→ **Text for analysis**:
####

The Indus River, which remained swollen until earlier this month, was now rushing at “normal” levels towards the Arabian Sea, according to Mohammad Irfan, an irrigation official in hard-hit Sindh. The water level in the past 48 hours receded as much as three feet in some of the inundated areas nearby, including the Khairpur and Johi towns, where waist-high water damaged crops and homes earlier this month.

A day earlier, engineers had opened a key highway in the southweste­rn Baluchista­n province, allowing rescue workers to speed aid to those suffering in a race against the spread of waterborne diseases and dengue fever.

Still, hundreds of thousands of people in Sindh are living in makeshift homes and tents. Authoritie­s say it will take months to completely drain the water in Sindh.

Nationwide, floods have damaged 1.8 million homes, washed away roads and destroyed nearly 400 bridges, according to the National Disaster Management Authority.

The deluge has killed 1,508 people since mid-June, inundated millions of acres of land and affected 33 million people.

More than half a million people have been left homeless. At one point, nearly a third of the impoverish­ed country was underwater.

####

→ **Data excerpt**:
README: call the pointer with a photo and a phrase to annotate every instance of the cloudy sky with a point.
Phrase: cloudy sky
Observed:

####

→ **What you will do**:
Carry on the flood report from where it stops, after its last sentence. The listing isn't needed for this work.

→ **Exercise result**:
Several economists say the cost of the disaster may reach $30 billion.

Pakistani Prime Minister Shahbaz Sharif has urged developed countries, especially those behind climate change, to scale up aid to his country. Sharif on Friday met with Chinese President Xi Jinping in Uzbekistan on the sidelines of a summit of a security group and thanked him for sending aid, Pakistan’s Foreign Ministry said.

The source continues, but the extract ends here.